==== Data listing

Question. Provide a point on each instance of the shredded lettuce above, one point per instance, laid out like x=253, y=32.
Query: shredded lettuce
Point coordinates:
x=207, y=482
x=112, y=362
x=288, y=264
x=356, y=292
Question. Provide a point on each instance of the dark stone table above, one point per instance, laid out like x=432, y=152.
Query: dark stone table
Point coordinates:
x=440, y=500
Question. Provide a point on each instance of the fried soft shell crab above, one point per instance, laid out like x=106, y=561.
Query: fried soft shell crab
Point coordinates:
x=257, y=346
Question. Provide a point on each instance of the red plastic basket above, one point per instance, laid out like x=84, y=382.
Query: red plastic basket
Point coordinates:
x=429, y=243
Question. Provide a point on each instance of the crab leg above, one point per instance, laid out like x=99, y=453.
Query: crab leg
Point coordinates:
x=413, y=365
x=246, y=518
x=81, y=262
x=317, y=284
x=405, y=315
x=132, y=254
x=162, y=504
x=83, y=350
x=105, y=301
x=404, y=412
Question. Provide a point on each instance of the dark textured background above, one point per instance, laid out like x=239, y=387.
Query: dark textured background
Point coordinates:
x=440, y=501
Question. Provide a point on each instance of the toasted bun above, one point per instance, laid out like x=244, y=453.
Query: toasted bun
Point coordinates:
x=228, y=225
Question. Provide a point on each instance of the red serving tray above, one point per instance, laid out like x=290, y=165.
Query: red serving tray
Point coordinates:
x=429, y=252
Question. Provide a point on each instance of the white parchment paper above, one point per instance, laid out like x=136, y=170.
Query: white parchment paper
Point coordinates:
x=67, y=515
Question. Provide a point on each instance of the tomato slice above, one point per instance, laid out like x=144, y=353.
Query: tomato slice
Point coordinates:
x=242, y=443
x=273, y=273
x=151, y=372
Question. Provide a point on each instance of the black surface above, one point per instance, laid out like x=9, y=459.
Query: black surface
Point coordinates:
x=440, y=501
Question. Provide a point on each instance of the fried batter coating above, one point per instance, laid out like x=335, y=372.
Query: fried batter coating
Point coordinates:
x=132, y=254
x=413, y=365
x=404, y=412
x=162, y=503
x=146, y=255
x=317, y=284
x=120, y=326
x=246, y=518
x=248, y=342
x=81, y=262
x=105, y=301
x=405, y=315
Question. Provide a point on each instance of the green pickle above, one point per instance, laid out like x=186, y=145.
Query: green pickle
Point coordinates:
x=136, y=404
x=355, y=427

========

Exercise requirements - Render everything in the records above from the line containing "Question. Provide a point on each instance of the toasted" down to the line containing "x=151, y=372", both of those lines included, as a JSON list of strings with one string per line. Leave out any blank lines.

Exercise output -
[
  "Question. Provide a point on each instance of the toasted bun above, one point per instance, laid out like x=244, y=453.",
  "Query: toasted bun",
  "Point coordinates:",
  "x=228, y=225",
  "Question. Provide a point on each instance of the red serving tray above, one point per instance, laid out like x=290, y=165.",
  "Query: red serving tray",
  "Point coordinates:",
  "x=429, y=252",
  "Question. Provide a point on each instance of the white parchment paper above, one point per instance, laid out like x=136, y=170.",
  "Query: white parchment paper",
  "Point coordinates:",
  "x=67, y=515",
  "Question. Provide a point on each instance of the tomato slice above, one point per instance, laid out like x=144, y=353.",
  "Query: tomato slice",
  "Point coordinates:",
  "x=242, y=443",
  "x=273, y=273",
  "x=151, y=372"
]